*Records to process:*
◇ ◇ ◇ ◇

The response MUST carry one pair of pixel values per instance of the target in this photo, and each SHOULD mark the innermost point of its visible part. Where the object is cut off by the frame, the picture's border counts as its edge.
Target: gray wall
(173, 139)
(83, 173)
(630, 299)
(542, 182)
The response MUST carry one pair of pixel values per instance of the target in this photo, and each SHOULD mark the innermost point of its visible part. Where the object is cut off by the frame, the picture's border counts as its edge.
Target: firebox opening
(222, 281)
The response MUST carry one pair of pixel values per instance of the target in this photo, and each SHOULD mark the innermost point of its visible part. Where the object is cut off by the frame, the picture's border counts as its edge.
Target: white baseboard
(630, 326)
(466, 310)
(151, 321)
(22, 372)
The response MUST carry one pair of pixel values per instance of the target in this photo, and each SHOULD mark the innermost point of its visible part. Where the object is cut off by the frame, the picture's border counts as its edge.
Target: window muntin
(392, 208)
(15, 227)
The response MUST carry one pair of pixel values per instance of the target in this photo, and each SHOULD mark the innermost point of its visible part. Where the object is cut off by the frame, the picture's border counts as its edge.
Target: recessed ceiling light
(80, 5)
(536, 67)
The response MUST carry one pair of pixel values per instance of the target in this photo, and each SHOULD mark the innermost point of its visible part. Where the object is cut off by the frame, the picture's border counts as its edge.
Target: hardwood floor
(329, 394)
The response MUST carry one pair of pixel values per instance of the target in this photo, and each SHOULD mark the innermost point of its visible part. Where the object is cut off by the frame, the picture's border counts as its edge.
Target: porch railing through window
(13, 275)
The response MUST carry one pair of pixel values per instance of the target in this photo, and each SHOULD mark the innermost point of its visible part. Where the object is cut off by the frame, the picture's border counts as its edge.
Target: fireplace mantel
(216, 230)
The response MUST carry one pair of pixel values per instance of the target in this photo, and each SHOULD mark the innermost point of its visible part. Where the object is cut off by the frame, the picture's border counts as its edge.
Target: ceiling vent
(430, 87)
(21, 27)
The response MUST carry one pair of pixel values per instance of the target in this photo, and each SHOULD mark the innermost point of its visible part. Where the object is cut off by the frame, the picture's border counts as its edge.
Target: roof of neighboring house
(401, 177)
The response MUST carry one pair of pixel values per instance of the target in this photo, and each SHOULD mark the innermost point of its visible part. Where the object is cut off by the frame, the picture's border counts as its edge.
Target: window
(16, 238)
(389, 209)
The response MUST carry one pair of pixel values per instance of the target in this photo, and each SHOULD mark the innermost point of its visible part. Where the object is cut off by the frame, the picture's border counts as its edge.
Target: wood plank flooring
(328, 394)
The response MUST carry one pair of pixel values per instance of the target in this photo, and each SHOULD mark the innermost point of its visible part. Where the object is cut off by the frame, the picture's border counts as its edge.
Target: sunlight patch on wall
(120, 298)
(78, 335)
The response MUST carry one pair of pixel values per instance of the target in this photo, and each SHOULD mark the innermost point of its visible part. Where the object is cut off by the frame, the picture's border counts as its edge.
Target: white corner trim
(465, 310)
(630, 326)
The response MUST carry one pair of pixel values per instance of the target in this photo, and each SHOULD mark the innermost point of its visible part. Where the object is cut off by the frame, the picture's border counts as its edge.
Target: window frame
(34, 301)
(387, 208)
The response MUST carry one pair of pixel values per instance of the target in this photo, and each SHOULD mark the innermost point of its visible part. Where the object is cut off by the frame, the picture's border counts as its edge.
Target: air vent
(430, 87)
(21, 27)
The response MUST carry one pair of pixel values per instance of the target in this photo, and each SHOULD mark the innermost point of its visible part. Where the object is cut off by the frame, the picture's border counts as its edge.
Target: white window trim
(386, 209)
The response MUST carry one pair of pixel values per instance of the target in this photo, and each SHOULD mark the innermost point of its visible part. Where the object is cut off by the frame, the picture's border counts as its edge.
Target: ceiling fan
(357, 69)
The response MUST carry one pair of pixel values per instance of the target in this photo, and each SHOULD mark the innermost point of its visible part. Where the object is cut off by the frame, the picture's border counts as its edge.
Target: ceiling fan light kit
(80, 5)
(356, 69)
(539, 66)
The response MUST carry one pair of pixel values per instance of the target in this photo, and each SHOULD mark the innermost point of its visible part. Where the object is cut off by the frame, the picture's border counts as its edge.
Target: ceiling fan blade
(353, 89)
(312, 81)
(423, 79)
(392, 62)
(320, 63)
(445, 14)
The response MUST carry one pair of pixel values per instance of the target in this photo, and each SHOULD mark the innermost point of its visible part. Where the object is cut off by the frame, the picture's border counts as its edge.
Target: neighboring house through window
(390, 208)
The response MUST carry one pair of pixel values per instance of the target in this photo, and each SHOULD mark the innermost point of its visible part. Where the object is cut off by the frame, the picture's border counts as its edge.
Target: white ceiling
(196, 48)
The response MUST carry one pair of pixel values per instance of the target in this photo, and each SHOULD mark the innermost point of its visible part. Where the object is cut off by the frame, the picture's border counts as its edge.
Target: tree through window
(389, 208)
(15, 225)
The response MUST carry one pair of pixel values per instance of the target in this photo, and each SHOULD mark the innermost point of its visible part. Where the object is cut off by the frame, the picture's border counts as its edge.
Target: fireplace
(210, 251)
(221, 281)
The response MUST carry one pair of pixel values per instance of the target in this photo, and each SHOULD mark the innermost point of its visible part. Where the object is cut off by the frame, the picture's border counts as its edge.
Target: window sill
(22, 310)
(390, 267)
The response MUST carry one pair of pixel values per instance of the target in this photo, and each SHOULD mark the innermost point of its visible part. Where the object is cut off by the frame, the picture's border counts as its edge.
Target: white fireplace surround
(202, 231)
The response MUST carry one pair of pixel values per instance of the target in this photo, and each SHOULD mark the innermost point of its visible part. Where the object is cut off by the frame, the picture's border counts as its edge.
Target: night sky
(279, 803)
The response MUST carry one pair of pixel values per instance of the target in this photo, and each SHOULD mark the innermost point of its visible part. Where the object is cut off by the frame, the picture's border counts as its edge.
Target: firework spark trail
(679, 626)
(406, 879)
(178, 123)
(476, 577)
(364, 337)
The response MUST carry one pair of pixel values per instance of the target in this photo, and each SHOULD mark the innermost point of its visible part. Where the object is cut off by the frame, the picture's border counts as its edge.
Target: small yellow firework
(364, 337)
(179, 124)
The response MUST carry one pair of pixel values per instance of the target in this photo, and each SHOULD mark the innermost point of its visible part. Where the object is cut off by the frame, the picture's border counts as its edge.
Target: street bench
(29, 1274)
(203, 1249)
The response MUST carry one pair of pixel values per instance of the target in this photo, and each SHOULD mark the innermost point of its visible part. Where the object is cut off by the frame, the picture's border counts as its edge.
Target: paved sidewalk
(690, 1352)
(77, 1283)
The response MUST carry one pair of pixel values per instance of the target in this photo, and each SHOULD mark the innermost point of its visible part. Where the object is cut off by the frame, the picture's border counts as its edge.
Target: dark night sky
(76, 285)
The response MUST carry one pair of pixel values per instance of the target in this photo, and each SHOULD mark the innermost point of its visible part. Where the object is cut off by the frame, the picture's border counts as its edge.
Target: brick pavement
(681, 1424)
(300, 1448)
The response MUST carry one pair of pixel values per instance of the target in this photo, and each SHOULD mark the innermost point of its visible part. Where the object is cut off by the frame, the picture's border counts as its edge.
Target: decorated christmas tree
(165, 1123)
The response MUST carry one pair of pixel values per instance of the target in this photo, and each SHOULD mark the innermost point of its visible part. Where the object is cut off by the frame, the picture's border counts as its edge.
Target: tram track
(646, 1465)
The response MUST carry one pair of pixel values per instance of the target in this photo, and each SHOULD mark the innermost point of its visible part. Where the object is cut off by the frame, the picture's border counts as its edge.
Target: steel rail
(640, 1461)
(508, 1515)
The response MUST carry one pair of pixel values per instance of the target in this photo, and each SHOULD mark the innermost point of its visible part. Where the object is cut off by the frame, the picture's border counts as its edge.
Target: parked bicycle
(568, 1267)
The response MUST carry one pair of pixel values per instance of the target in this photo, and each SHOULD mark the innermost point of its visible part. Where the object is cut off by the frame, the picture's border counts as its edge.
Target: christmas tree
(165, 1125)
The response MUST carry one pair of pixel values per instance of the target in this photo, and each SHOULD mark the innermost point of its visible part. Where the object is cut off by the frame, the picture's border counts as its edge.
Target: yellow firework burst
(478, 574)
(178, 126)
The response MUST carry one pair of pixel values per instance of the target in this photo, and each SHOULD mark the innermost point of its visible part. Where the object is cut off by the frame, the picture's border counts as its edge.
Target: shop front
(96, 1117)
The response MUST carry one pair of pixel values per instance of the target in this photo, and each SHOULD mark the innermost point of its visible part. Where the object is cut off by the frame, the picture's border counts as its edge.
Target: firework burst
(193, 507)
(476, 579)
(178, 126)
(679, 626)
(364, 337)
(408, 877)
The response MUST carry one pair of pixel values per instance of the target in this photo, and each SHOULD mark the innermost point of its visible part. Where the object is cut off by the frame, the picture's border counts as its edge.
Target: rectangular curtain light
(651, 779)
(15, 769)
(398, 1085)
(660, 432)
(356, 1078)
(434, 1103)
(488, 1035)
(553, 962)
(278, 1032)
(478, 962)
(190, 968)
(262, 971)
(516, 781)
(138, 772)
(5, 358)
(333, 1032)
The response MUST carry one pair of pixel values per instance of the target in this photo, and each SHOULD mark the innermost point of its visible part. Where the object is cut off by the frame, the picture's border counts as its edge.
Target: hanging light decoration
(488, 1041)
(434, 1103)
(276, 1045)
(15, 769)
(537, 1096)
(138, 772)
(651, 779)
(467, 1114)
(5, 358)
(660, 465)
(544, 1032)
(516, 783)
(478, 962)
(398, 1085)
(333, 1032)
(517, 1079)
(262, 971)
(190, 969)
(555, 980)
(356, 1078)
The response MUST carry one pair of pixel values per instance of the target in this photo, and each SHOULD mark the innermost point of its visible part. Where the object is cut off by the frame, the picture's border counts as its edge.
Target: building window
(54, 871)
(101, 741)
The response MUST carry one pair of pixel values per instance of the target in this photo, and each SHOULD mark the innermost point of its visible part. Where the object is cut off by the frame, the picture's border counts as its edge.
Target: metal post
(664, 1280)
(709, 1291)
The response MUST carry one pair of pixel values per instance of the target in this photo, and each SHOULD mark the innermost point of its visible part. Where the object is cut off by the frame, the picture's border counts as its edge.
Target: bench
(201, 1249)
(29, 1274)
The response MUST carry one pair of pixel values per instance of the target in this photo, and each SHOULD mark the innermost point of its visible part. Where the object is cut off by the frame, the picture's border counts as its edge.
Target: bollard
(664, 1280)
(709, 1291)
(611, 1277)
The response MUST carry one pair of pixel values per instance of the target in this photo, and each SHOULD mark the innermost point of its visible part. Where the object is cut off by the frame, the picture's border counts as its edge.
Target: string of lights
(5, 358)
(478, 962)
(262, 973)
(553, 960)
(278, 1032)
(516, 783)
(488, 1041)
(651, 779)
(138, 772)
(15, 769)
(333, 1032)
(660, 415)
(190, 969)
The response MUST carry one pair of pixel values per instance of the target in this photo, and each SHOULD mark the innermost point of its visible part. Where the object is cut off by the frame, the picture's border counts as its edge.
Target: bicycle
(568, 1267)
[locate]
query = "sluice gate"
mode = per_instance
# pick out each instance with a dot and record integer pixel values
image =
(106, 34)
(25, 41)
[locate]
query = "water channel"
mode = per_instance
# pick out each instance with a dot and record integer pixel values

◇ ◇ ◇ ◇

*Instruction:* Collect every line in the material above that contains the string "neighboring" and copy each one in full. Matching is case-sensitive.

*Task answer:*
Target: roof of neighboring house
Target: neighboring house through window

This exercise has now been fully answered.